** start Data section **

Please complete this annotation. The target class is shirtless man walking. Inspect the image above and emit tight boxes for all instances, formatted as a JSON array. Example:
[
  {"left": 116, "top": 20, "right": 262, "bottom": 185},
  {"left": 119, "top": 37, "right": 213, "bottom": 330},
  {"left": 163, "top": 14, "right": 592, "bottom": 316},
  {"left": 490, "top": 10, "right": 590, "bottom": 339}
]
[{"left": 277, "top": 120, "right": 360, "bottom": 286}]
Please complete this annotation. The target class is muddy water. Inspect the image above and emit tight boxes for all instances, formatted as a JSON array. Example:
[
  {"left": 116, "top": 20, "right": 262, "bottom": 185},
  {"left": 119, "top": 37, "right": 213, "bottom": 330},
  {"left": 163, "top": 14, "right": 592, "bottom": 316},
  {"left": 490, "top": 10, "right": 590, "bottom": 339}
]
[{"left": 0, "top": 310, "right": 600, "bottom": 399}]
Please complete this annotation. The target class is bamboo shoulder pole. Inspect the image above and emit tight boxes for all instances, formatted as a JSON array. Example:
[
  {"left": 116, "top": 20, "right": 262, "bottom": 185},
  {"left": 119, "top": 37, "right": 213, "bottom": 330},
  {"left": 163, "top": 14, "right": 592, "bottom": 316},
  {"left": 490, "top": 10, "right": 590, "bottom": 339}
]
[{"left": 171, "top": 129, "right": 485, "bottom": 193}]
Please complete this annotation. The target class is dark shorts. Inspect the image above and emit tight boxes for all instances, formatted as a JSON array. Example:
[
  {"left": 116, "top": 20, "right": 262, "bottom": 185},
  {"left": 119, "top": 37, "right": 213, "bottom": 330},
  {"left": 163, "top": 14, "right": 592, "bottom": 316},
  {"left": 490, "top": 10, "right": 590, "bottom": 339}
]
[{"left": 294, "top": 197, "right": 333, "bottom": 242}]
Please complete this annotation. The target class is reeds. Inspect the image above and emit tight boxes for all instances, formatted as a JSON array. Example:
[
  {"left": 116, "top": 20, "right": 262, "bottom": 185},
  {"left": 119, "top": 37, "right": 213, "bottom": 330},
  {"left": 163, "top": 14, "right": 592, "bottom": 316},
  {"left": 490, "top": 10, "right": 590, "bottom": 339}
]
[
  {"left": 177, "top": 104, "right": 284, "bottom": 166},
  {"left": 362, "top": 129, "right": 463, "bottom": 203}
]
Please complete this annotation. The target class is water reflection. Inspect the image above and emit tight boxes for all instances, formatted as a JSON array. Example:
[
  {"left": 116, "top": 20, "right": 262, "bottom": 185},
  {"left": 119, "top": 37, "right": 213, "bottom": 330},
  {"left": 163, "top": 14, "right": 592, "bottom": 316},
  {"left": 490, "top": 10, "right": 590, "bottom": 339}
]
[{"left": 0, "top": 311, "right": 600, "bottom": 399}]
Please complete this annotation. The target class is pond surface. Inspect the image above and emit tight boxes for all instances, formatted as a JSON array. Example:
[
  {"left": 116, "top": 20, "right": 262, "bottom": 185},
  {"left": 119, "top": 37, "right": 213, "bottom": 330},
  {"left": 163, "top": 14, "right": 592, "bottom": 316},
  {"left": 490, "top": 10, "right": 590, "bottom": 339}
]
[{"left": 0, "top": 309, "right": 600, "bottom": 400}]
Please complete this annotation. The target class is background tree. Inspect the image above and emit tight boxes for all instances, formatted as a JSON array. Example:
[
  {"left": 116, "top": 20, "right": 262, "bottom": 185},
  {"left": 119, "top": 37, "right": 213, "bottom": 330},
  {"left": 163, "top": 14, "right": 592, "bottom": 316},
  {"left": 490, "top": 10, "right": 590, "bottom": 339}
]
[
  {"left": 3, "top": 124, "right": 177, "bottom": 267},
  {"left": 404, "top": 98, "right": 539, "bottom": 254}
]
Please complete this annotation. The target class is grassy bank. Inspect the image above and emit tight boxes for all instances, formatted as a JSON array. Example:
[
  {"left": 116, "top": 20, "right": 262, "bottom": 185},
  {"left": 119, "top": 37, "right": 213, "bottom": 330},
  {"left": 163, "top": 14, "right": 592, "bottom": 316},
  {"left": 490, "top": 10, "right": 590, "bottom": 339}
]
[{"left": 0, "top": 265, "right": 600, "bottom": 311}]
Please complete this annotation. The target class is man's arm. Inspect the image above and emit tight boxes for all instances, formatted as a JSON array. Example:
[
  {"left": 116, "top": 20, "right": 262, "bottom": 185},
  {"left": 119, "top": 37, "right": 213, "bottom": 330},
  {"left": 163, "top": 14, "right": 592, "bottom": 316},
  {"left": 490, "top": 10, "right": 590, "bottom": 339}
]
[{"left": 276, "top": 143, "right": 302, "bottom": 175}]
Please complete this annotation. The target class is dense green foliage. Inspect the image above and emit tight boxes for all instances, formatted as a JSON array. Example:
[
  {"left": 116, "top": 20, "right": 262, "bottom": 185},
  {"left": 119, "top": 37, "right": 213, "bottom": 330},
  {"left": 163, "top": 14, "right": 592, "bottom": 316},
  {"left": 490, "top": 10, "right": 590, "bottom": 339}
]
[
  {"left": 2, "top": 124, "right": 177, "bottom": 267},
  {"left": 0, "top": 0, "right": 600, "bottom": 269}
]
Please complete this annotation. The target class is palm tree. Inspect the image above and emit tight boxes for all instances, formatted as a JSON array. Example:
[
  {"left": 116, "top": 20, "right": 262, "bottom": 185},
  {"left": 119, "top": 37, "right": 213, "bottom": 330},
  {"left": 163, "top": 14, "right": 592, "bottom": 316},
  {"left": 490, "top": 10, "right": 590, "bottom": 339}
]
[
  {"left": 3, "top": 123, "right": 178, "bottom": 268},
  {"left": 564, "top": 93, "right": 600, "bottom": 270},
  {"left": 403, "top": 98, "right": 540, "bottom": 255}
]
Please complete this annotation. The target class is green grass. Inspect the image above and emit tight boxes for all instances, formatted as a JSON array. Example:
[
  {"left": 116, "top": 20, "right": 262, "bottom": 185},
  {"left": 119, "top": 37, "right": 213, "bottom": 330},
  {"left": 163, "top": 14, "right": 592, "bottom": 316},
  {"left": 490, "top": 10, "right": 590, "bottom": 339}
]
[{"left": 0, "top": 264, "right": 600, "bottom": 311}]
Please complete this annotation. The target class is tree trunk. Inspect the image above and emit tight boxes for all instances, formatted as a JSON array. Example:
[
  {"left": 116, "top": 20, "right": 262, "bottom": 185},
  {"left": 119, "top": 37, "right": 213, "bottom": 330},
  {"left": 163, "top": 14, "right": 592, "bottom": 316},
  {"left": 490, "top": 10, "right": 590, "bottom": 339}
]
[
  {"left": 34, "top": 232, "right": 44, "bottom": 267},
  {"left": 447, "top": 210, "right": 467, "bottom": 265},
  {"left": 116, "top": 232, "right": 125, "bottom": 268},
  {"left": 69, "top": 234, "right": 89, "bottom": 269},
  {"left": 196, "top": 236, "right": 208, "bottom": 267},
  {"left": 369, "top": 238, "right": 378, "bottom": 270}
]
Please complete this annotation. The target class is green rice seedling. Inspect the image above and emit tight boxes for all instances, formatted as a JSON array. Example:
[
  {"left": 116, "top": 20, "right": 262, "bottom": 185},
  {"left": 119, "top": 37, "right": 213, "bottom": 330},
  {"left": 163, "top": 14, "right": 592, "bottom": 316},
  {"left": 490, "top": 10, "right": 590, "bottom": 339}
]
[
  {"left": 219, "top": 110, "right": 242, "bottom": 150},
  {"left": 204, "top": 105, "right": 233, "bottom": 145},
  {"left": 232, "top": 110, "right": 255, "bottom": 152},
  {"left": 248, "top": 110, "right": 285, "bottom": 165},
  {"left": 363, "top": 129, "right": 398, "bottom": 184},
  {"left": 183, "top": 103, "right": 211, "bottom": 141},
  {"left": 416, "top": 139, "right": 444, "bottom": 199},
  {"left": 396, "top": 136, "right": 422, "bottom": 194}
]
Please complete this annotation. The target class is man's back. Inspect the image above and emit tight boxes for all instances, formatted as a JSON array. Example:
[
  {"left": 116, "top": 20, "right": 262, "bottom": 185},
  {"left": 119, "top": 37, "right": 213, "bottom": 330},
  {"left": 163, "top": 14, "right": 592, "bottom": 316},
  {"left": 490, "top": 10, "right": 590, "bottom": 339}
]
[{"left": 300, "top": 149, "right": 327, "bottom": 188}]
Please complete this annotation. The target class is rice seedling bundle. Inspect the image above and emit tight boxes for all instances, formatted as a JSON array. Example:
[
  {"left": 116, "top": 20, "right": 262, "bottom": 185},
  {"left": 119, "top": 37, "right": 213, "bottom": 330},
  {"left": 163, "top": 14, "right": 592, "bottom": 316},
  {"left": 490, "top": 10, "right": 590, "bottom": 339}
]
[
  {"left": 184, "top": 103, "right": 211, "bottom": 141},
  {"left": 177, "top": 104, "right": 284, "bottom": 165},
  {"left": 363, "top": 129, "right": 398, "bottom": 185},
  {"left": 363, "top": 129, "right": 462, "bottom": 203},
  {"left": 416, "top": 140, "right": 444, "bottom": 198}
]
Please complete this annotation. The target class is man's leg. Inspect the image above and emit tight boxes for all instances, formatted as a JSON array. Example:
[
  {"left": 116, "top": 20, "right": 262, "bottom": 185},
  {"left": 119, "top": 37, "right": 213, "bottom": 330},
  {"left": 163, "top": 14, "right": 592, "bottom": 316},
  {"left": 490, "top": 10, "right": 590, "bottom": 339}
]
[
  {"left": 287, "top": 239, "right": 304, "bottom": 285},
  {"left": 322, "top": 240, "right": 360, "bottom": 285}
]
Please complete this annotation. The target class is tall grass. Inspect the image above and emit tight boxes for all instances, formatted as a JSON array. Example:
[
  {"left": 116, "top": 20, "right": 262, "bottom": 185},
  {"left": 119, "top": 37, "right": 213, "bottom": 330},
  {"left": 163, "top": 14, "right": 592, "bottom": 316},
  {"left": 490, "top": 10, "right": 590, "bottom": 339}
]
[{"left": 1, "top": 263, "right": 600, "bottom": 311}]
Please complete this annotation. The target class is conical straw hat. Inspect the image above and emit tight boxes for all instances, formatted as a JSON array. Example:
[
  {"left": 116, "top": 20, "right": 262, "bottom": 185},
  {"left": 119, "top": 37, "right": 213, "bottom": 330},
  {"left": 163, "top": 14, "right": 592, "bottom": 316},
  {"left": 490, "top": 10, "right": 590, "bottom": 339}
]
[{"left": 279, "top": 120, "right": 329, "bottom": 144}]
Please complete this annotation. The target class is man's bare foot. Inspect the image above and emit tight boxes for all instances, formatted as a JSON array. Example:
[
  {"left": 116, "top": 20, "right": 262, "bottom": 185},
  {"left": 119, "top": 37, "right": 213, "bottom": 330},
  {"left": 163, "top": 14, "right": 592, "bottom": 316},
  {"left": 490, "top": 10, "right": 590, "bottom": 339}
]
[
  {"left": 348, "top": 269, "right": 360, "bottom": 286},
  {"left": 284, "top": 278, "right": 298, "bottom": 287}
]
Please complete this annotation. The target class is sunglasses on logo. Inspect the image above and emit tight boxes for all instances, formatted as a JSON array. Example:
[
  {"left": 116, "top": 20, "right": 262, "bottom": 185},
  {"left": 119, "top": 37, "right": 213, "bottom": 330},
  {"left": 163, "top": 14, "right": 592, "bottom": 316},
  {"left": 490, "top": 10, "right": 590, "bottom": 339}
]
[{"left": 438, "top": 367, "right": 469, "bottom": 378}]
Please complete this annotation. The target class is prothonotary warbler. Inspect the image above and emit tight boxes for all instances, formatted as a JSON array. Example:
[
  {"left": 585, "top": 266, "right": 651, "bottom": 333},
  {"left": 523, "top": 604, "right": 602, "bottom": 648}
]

** end Data section **

* Aim of the task:
Exactly reproduce the lines beginning with the one that contains "Please complete this annotation. The target class is sunglasses" and ending with the last line of the material, both included. Leave out everything else.

* Written response:
Please complete this annotation. The target class is sunglasses on logo. Inspect the image above and emit tight boxes for all instances, formatted as a JSON array. Example:
[
  {"left": 116, "top": 20, "right": 262, "bottom": 185},
  {"left": 119, "top": 37, "right": 213, "bottom": 330},
  {"left": 163, "top": 14, "right": 592, "bottom": 316},
  {"left": 490, "top": 10, "right": 590, "bottom": 339}
]
[{"left": 438, "top": 367, "right": 469, "bottom": 378}]
Please complete this annotation. The target class is prothonotary warbler. Inspect the image above and emit tight boxes for all instances, formatted as a JSON array. Example:
[
  {"left": 585, "top": 266, "right": 651, "bottom": 333},
  {"left": 523, "top": 604, "right": 602, "bottom": 648}
]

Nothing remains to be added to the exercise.